Your goal: Reproduce word for word the stretch of the material below, from the line containing "Could you point out the paved" through the end of the material, and give nothing else.

(Material from a data collection)
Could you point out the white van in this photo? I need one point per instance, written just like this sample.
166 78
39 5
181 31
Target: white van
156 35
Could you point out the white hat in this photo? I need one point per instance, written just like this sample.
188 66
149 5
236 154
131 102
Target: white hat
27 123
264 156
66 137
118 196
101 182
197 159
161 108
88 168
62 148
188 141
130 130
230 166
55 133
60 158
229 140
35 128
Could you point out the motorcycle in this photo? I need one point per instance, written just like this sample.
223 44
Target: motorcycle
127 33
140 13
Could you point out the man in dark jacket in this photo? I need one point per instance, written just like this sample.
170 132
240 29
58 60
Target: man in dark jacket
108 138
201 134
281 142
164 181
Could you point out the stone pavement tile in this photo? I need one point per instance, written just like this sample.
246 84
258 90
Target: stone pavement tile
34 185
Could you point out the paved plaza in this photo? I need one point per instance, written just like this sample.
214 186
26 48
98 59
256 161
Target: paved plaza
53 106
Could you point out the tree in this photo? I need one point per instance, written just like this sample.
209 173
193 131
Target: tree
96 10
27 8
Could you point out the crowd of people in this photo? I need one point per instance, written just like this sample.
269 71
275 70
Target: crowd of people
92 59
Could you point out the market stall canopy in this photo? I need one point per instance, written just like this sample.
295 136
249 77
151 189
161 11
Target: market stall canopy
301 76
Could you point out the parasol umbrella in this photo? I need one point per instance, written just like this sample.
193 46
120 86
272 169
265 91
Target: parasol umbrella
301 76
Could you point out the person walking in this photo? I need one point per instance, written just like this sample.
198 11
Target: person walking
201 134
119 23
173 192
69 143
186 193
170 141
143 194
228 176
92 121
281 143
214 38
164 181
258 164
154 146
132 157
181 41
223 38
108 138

Task result:
Could you point out the paved plaza in this photo? I need one point per instance, written just like this sample.
214 186
26 48
98 59
256 161
Target: paved plaza
53 106
Could you point out the tree in this photo? I need one point per instance, written just like this sample.
209 173
193 131
Target: tree
96 10
27 8
Could you point out the crowd of people in this photo? I need one point per instance, written just like this sample.
269 71
275 70
Target: crowd of people
92 59
Could you point out the market stall canopy in this photo? I need one point per instance, written just like this sample.
295 136
249 77
151 189
161 11
Target: market stall canopy
301 76
Could you point out the parasol umbrella in this photo? I need one point per instance, written just like this sample.
193 46
120 86
272 169
265 91
Target: parasol umbrella
301 76
Could you point out the person walking in this photo? I need one point per instance, written just like this sample.
198 11
Target: person walking
201 134
119 23
173 192
69 143
186 193
170 141
143 194
228 176
92 121
281 143
214 38
164 181
258 164
154 146
132 157
181 41
223 38
108 138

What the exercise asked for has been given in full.